▶ PROBLEM TO SOLVE
Only the lines holding "blue" are wanted here; copy each from the listing.

▶ INFORMATION PROVIDED
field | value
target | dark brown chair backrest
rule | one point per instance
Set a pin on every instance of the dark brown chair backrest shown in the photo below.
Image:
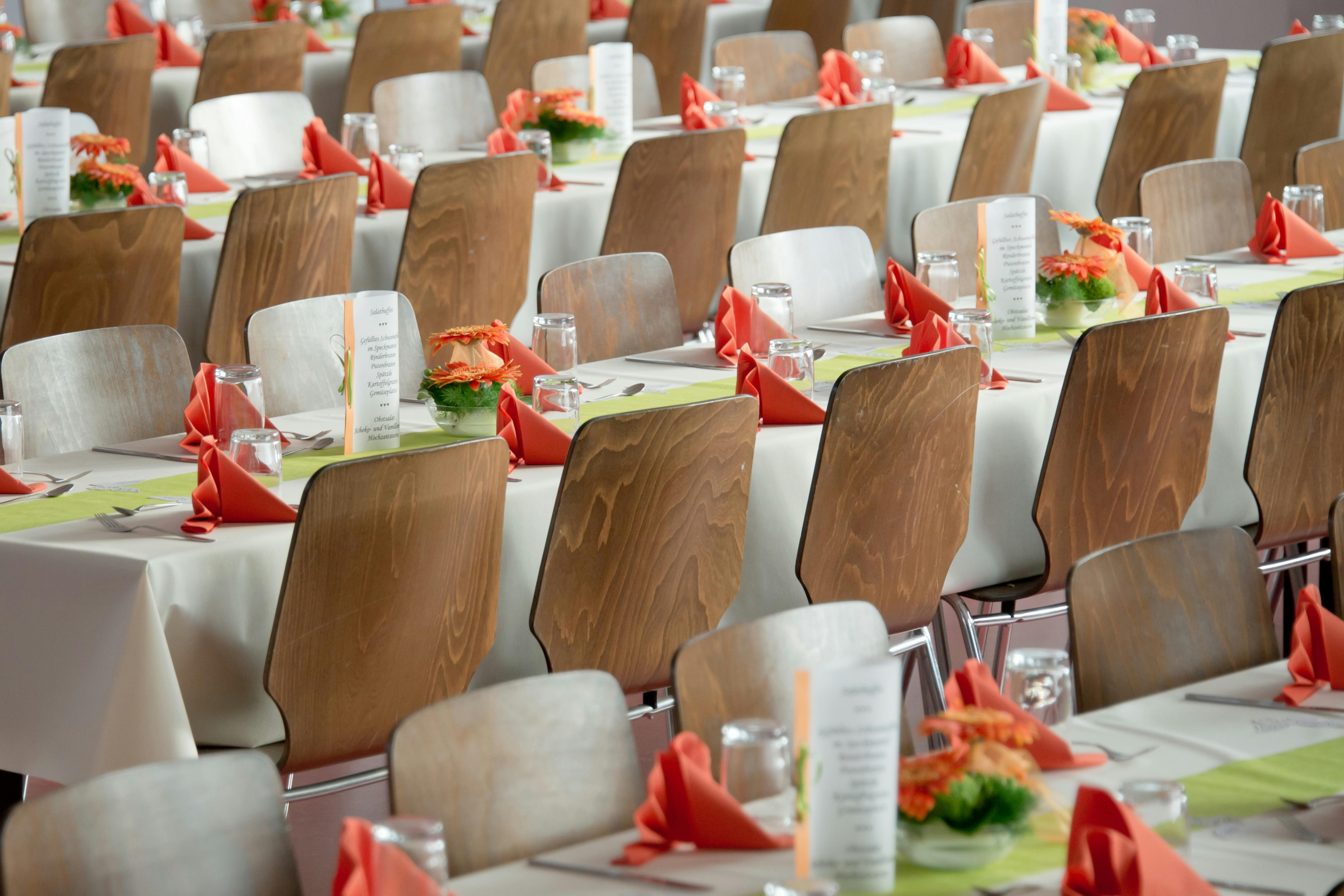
(833, 170)
(366, 637)
(883, 522)
(1170, 116)
(621, 304)
(1295, 460)
(1296, 103)
(92, 271)
(468, 234)
(647, 538)
(287, 242)
(1000, 148)
(255, 57)
(1164, 612)
(678, 197)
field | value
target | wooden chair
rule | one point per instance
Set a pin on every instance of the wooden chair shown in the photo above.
(93, 271)
(912, 47)
(1166, 612)
(646, 543)
(671, 36)
(621, 304)
(292, 344)
(952, 227)
(253, 58)
(746, 671)
(1198, 207)
(678, 197)
(108, 81)
(283, 244)
(210, 827)
(1323, 164)
(780, 65)
(402, 42)
(364, 639)
(833, 170)
(519, 769)
(1296, 103)
(97, 387)
(1170, 116)
(527, 32)
(468, 236)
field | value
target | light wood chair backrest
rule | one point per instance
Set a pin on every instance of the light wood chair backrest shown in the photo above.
(621, 304)
(646, 543)
(212, 827)
(831, 171)
(1296, 103)
(780, 65)
(252, 58)
(364, 639)
(1170, 116)
(393, 43)
(468, 236)
(1166, 612)
(883, 516)
(1198, 207)
(678, 197)
(93, 271)
(283, 244)
(521, 768)
(746, 671)
(526, 32)
(97, 387)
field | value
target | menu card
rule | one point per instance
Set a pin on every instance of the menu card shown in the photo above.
(1006, 265)
(373, 387)
(847, 737)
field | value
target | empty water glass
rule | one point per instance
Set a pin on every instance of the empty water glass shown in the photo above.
(1041, 682)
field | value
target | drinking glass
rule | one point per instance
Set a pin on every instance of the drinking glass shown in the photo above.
(556, 340)
(1041, 682)
(421, 840)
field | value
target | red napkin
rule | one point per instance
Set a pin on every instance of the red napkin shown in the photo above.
(1112, 852)
(1283, 234)
(974, 686)
(686, 805)
(968, 65)
(1061, 99)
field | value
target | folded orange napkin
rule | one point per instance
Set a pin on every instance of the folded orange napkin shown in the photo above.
(1112, 852)
(968, 65)
(686, 805)
(974, 686)
(1283, 234)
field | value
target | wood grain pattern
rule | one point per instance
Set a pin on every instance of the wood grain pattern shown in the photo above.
(678, 197)
(519, 769)
(1295, 460)
(1000, 148)
(1170, 116)
(1166, 612)
(402, 42)
(364, 639)
(253, 58)
(833, 170)
(781, 65)
(468, 233)
(1198, 207)
(621, 304)
(287, 242)
(1296, 103)
(890, 495)
(93, 271)
(646, 544)
(208, 827)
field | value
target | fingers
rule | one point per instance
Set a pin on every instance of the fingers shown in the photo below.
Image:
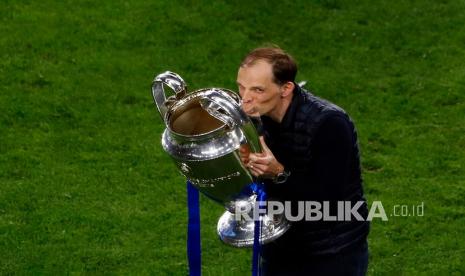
(255, 170)
(264, 146)
(259, 159)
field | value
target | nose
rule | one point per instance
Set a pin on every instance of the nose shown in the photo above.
(246, 96)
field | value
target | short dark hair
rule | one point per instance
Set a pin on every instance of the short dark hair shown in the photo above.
(284, 66)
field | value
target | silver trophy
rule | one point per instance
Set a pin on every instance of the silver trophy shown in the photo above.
(204, 131)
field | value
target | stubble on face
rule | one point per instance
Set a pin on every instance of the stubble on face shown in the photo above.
(258, 91)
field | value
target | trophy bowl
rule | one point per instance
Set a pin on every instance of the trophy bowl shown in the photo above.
(204, 131)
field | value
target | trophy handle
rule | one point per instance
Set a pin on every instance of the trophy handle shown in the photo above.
(226, 108)
(173, 81)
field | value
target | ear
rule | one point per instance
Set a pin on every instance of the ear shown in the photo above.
(287, 89)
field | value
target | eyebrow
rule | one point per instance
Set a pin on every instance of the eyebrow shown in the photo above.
(253, 87)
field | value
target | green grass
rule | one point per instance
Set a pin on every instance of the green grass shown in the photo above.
(86, 187)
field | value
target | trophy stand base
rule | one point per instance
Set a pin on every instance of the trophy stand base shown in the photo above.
(240, 232)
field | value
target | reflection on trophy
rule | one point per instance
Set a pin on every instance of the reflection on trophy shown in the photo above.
(204, 130)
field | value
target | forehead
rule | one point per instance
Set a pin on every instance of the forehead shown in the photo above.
(257, 73)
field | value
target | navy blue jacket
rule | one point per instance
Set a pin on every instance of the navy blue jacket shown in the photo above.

▶ EXERCISE RESULT
target | navy blue jacket
Set a pin on every instance of the navy blue jacket shown in the photo above.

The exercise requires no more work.